Data excerpts:

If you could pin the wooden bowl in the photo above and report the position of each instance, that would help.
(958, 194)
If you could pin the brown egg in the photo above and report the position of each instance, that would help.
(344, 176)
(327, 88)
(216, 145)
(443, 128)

What is required: In this exercise, repeat the entries above verbatim.

Reply to the exercise:
If you could pin the wooden bowl in the photo above and report the position of each instance, that would help.
(958, 194)
If you could pin the brown egg in the photo above and report the position of each instance, that would help.
(344, 176)
(327, 88)
(216, 145)
(443, 128)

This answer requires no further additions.